EXCERPT TO READ >>
________________________________________
Before proceeding, let us note that \(U(2)^2\), unlike \(U(3)^2\), makes natural room for the successful relations \(m_b \approx m_\tau \) and \(m_\mu \approx 3 m_s\), valid at unification. This only requires that \(\Delta _1\) be sufficiently smaller than \(\Delta _2\) not to undo the last relation arising from the coupling to \(H_{45}\). At the same time \(\Delta _1\) must be capable to give the proper relation between \(m_e\) and \(m_d\). We assume in the following that all the elements of \(\Delta _1\) are at most of the order needed to this purpose. This in turn implies that the relative alignment between the \(\lambda _d\) and \(\lambda _e^T\) matrices is, without any further assumption or tuning, of order \(m_d/m_s\) both on the left and on the right side.

4.1 \(U(2)^2\) and LFV

In analogy with the discussion in the \(U(3)^2\) case, the presence of two spurions with the same transformation properties in the down and charged lepton sectors is a source of potentially large flavour violations. In the \(U(2)^2\) case, however, there are two significant differences. As just said, in 1–2 flavour space \(\lambda _d\) and \(\lambda _e^T\) are misaligned only by relative rotations of the order of \(m_d/m_s\). Furthermore, due to the small \(U(2)^2\) breaking, the diagonalisation of both \(Y_d\) and \(Y_e\) in 2–3 flavour space is obtained by small rotations of the same order \(\epsilon \).

Here again the leading constraint comes for the \(\mu \rightarrow e \gamma \) transition. The relevant operator is

$$\begin{aligned} \frac{c^{\mu \rightarrow e \gamma }}{\Lambda ^2} e F_{\mu \nu } (\bar{\mathbf {e}}_L\lambda _d^T \sigma _{\mu \nu } \mathbf {e}_R) v + h.c. \end{aligned}$$
(33)
________________________________________
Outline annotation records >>
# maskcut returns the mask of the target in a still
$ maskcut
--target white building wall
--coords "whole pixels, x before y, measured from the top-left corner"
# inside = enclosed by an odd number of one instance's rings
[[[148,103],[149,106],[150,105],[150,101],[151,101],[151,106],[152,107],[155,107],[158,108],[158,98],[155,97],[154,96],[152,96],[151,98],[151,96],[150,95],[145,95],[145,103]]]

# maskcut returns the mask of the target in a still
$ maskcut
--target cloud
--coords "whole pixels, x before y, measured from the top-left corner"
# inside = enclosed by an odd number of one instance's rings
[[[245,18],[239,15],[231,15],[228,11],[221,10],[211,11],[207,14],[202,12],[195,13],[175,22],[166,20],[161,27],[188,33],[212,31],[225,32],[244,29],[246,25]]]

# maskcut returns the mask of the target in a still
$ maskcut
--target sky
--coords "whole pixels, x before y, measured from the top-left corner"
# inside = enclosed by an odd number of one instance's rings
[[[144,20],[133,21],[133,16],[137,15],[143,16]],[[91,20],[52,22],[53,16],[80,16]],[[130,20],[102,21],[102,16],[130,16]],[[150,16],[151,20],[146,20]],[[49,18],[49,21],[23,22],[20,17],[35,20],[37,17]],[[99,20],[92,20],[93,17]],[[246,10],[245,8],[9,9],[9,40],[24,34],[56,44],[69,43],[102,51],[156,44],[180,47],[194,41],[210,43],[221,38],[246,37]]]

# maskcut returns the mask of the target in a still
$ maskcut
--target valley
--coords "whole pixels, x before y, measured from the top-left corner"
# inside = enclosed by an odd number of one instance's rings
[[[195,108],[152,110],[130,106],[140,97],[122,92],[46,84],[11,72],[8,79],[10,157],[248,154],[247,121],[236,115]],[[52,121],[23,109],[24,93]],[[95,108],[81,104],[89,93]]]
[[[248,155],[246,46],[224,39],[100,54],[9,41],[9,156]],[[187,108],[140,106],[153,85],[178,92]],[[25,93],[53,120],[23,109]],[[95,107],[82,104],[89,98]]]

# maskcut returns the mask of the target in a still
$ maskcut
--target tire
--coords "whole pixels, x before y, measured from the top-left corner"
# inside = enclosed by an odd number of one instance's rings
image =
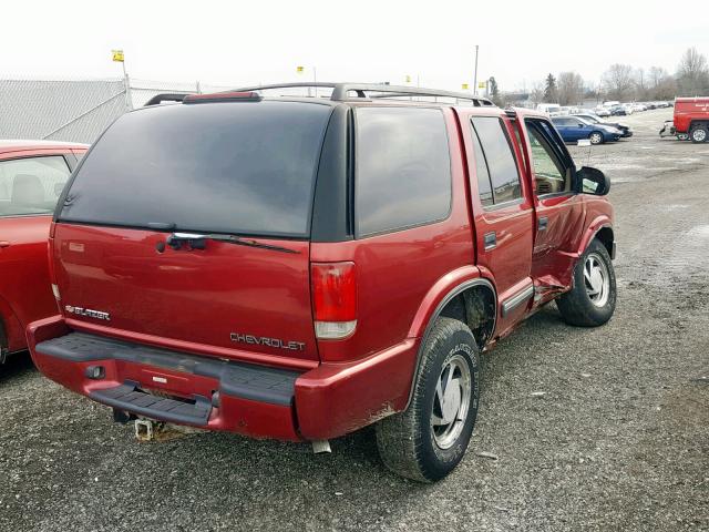
[[[691,131],[689,132],[689,137],[695,144],[707,142],[707,140],[709,140],[709,131],[707,131],[707,127],[705,125],[698,125],[691,129]]]
[[[588,135],[588,140],[593,145],[603,144],[603,133],[594,131],[590,135]]]
[[[473,433],[479,382],[479,348],[470,328],[456,319],[438,318],[422,347],[409,408],[377,423],[384,466],[420,482],[434,482],[453,471]]]
[[[562,319],[579,327],[598,327],[616,309],[616,275],[606,246],[594,238],[578,259],[573,287],[556,299]]]

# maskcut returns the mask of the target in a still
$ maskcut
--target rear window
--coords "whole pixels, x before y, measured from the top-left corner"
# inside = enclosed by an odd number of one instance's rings
[[[273,101],[129,113],[86,155],[59,219],[306,237],[330,113]]]
[[[439,109],[357,110],[356,219],[359,236],[445,218],[451,158]]]

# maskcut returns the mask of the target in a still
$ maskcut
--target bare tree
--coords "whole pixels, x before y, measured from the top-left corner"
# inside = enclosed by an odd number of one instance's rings
[[[530,91],[530,101],[534,104],[535,108],[544,101],[543,81],[535,81],[532,84],[532,90]]]
[[[603,84],[609,100],[620,102],[631,100],[635,95],[633,66],[615,63],[603,74]]]
[[[546,76],[545,86],[544,86],[544,102],[546,103],[557,103],[558,102],[558,90],[556,89],[556,78],[549,73]]]
[[[677,66],[677,84],[685,95],[700,96],[709,91],[707,58],[696,48],[689,48]]]
[[[677,94],[677,82],[661,66],[650,66],[646,79],[648,100],[671,100]]]
[[[640,68],[635,71],[635,98],[637,100],[648,99],[647,74],[645,69]]]
[[[558,103],[579,105],[584,102],[584,79],[576,72],[558,74]]]

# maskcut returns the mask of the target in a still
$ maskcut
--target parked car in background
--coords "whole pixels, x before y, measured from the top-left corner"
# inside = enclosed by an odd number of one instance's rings
[[[587,120],[588,122],[590,122],[593,124],[603,124],[603,125],[609,125],[610,127],[615,127],[616,130],[620,131],[620,133],[621,133],[620,136],[624,137],[624,139],[628,139],[628,137],[633,136],[633,130],[630,130],[630,127],[628,125],[619,124],[617,122],[605,121],[600,116],[598,116],[597,114],[578,113],[578,114],[575,114],[574,116],[578,116],[579,119]]]
[[[59,310],[49,280],[52,214],[84,144],[0,141],[0,362],[27,349],[25,327]]]
[[[594,109],[594,113],[597,114],[598,116],[610,116],[610,110],[603,105],[597,105]]]
[[[540,103],[536,110],[547,113],[549,116],[558,116],[562,114],[562,106],[558,103]]]
[[[693,143],[709,141],[709,96],[676,99],[672,121],[660,130],[660,136],[668,135]]]
[[[391,470],[439,480],[483,349],[554,299],[572,325],[610,319],[609,181],[540,112],[393,85],[264,95],[288,88],[109,127],[55,214],[61,315],[28,328],[33,359],[116,420],[316,449],[376,423]]]
[[[552,122],[558,130],[564,142],[576,142],[588,139],[592,144],[603,144],[620,139],[620,131],[615,127],[595,124],[577,116],[554,116]]]

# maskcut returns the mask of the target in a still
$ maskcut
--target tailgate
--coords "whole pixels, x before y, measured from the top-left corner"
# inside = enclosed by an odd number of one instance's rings
[[[213,241],[204,249],[165,246],[158,253],[167,235],[58,224],[54,275],[64,315],[166,339],[317,360],[307,242],[259,239],[296,253]]]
________________________________________
WHAT YOU NEED TO DO >> Please transcribe the passage on flavor symmetry, starting at "In analogy with" and ending at "order \(\epsilon \).".

ANSWER TO THIS PROBLEM >>
In analogy with the discussion in the \(U(3)^2\) case, the presence of two spurions with the same transformation properties in the down and charged lepton sectors is a source of potentially large flavour violations. In the \(U(2)^2\) case, however, there are two significant differences. As just said, in 1–2 flavour space \(\lambda _d\) and \(\lambda _e^T\) are misaligned only by relative rotations of the order of \(m_d/m_s\). Furthermore, due to the small \(U(2)^2\) breaking, the diagonalisation of both \(Y_d\) and \(Y_e\) in 2–3 flavour space is obtained by small rotations of the same order \(\epsilon \).